文書の抜粋:
•••••
検査・発見・治療日記⑦
6月22日(金)
手術の日。
食べ物は前日の0時まで。
飲み物も朝6時まででそれ以降は禁止。
妻に早く来てもらって手術の準備。
手術着を着て、キャップをかぶり、ストッキングを履く。T字帯をつけて準備完了。
ナースさんが呼びに来て、
歩いて手術室へ。この格好で普通にエレベーターに乗っていく。同じように手術をする患者さんが1名一緒に乗った。
エレベーターの前で妻とはお別れ。
手術室の前に着くと椅子に座って数分待つ。
この間は、無。何も考えていなかったように思う。緊張も恐怖も、当然楽しさも。
何も無かったような気がする。
看護師さんが来て、名前を聞く。
患者を間違えないためだ。
そして、手術室へ。
病室のベッドよりも狭い手術台に寝る。
早速何人ものナースや麻酔科のドクターが様々な装置をつけていく。あっという間に手術着はバラされ脱がされて、T字帯のみ。タオルが掛けられる。手際の良さにびっくり。機械的ではなく、ちゃんと声かけをしながら笑顔で対応。
「これ、取りますよー」
「寒くないですかー?」
「麻酔の準備しますねー」
でも自分自身は依然として無。
いずれ気を失うことを知っているため思考は既に停止状態にある。
麻酔は点滴とマスク。
麻酔投入。
「ヤトコロさーん。」
かすかに聞こえたがそのまま落ちた。
あっという間に。
気づくとベッドの上。
•••••
(参照表現データ)
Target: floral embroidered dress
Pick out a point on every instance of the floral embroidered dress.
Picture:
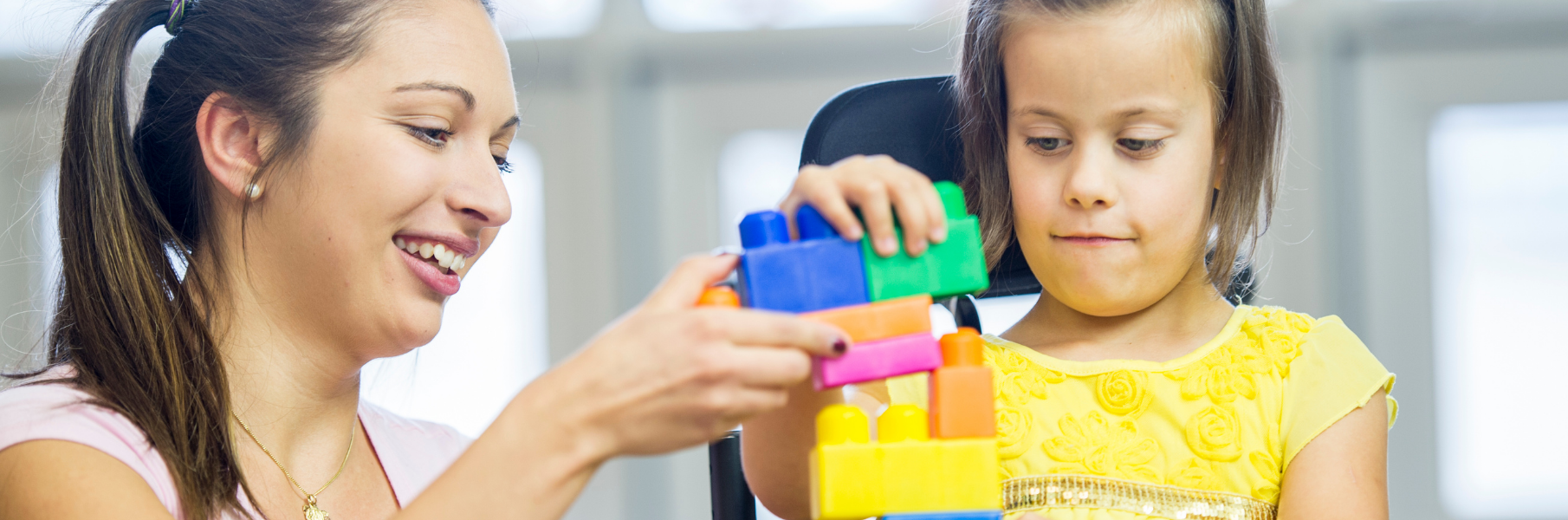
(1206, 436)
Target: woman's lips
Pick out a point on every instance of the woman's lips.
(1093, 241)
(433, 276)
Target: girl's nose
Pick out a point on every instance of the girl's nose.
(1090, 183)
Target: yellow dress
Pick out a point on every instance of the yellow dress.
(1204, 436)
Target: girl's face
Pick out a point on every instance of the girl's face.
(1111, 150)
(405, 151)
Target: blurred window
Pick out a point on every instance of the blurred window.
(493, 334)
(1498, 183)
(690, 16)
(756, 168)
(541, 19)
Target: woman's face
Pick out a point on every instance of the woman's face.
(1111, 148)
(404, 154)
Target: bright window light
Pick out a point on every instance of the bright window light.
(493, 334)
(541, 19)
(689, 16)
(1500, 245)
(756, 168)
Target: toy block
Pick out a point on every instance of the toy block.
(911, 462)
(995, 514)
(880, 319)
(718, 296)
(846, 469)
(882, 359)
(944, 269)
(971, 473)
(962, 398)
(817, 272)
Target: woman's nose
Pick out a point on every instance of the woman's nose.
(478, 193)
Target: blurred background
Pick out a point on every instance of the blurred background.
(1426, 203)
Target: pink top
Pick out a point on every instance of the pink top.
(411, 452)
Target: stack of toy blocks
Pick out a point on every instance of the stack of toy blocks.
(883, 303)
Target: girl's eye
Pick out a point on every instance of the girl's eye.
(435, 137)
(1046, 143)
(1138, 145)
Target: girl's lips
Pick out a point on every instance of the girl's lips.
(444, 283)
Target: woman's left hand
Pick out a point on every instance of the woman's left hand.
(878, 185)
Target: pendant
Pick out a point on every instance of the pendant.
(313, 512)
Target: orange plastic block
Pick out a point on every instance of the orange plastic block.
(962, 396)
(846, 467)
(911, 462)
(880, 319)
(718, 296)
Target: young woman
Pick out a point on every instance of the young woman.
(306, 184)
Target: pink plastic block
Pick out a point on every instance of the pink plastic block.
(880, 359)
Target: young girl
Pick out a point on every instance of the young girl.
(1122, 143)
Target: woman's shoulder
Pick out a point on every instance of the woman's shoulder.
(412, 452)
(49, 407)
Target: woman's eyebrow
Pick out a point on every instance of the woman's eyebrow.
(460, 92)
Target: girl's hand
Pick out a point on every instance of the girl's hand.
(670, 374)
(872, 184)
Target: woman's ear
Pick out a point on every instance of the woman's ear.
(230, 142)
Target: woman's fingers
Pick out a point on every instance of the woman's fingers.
•••••
取り組む課題:
(1) 手術の日記から、「妻に早く来てもらって手術の準備。」という語句を含むところで始まり「何も無かったような気がする。」で終わる部分を、一字も変えずに書き写して示しなさい。
(2) 手術の日記によると、手術当日、飲み物は何時まで許されていましたか。
(3) 手術の日記の最後の一文に続けて、その先の内容を書きなさい。

各課題の解答:
(1)
妻に早く来てもらって手術の準備。
手術着を着て、キャップをかぶり、ストッキングを履く。T字帯をつけて準備完了。
ナースさんが呼びに来て、
歩いて手術室へ。この格好で普通にエレベーターに乗っていく。同じように手術をする患者さんが1名一緒に乗った。
エレベーターの前で妻とはお別れ。
手術室の前に着くと椅子に座って数分待つ。
この間は、無。何も考えていなかったように思う。緊張も恐怖も、当然楽しさも。
何も無かったような気がする。

(2) 朝6時までです。

(3)
手術は終わっていた。傷の痛みはあるように感じた。
身体が重く動くことができない状態。
妻が側に立っていた。
「これ。」
スマホを見せる。
そこには、切り取った腫瘍が写っていた。
「砂肝。。。。みたい。。。」
35mmの腫瘍は思ったよりも大きく見えた。
あまり気持ちのいいものではないので写真は載せません。
これが癌か。
身体には決して良さそうなものではない。
こいつがいたのか。
大きく心は揺れなかった。
ただ、こいつが大きくなれば人は死に至るんだ。
そういう感覚はあった。
身体は重く。あまり喋る気も目を開ける元気もなかった。
足にはマッサージ機がつけられ、
点滴と、尿管。
色んなものに規制された身体は
とても居心地が悪かった。
ずっと同じ体勢なので腰がいたくなり、
夜中に少し横を向かせてもらった。
寝苦しい夜。
負担が軽い手術とはいえ、苦しく重い夜だった。